-- What this task involves --
Convert the lines below into a two-column CSV with the header row text,answer. Give one row for each set of lines that begins with [request], with that set's text in the text column and its answer in the answer column, each field in double quotes and every line break replaced by a space.

-- Entries --
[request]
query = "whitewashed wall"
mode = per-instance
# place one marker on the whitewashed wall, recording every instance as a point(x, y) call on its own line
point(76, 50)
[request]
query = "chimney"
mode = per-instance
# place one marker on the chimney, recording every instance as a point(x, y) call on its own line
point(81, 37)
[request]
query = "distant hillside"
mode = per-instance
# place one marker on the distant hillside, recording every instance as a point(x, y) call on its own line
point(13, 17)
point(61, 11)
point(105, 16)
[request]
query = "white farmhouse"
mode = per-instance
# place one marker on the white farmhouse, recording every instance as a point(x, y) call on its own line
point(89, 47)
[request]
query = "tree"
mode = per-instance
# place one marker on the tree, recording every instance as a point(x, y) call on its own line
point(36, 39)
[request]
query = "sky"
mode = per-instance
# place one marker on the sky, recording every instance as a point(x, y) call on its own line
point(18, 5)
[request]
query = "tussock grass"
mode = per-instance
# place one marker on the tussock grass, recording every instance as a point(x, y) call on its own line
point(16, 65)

-- Exercise answer --
text,answer
"[request] query = ""whitewashed wall"" mode = per-instance # place one marker on the whitewashed wall, recording every instance as a point(x, y) call on its own line","point(76, 50)"
"[request] query = ""chimney"" mode = per-instance # place one marker on the chimney, recording every instance as a point(x, y) call on its own line","point(81, 37)"
"[request] query = ""distant hillside"" mode = per-instance # place one marker on the distant hillside, recording every instance as a point(x, y) call on its own line","point(13, 17) point(61, 11) point(105, 16)"
"[request] query = ""white farmhouse"" mode = per-instance # place one marker on the white farmhouse, recording every instance as a point(x, y) call on its own line","point(89, 47)"
"[request] query = ""tree"" mode = per-instance # place one marker on the tree, recording every instance as a point(x, y) call on its own line","point(36, 39)"
"[request] query = ""sky"" mode = per-instance # place one marker on the sky, recording every instance as a point(x, y) call on its own line","point(18, 5)"
"[request] query = ""tussock grass"" mode = per-instance # place one marker on the tussock grass, recording every instance as a point(x, y) call on its own line","point(16, 65)"